Evolution Auf der Jagd nach dem Erbgut eines lebenden Fossils

Der Quastenflosser-Fisch ist ein Oldie mit 400 Millionen Jahren Evolutionsgeschichte. Einem deutsch-südafrikanischen Forscherteam ist es nun gelungen, aus Schuppen der extrem seltenen Urfische DNA zu gewinnen.

Der Quastenflosser gilt als lebendes Fossil. Einem deutsch-südafrikanischen Forscherteam ist es bei einer Tauch- Expedition im Indischen Ozean nun gelungen, den extrem seltenen Urfischen Schuppenproben zu entnehmen. "Wenn es gelingen sollte, die Zellen zu kultivieren und aus ihnen ausreichende Mengen an DNA zu isolieren, könnte dies der Start für viele interessante genetische Untersuchungen sein, die sich bisher auf Grund der geringen Mengen an verfügbarer DNA nicht machen ließen", erläuterte die Zoologin Karen Hissmann vom Max-Planck-Institut für Verhaltensphysiologie in Seewiesen bei München. Eventuell könnte auf diese Weise auch einmal das Klonen des Quastenflossers möglich werden, der lange als ausgestorben galt.

---------------

- _Aufgaben_:
(1) Nenne alle geografischen Orte, die im Artikel über den Quastenflosser vorkommen.
(2) Schreib aus dem Artikel über den Quastenflosser den Abschnitt von „Der Quastenflosser-Fisch ist“ bis „DNA zu gewinnen.“ wortgetreu ab.

---------------

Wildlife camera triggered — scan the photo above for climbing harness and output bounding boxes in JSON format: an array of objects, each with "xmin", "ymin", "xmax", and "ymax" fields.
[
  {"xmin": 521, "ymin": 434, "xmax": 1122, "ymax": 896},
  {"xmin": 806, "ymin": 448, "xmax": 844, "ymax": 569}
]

---------------

- _Lösungen je Aufgabe_:
(1) Indischer Ozean, Seewiesen, München

(2)
Der Quastenflosser-Fisch ist ein Oldie mit 400 Millionen Jahren Evolutionsgeschichte. Einem deutsch-südafrikanischen Forscherteam ist es nun gelungen, aus Schuppen der extrem seltenen Urfische DNA zu gewinnen.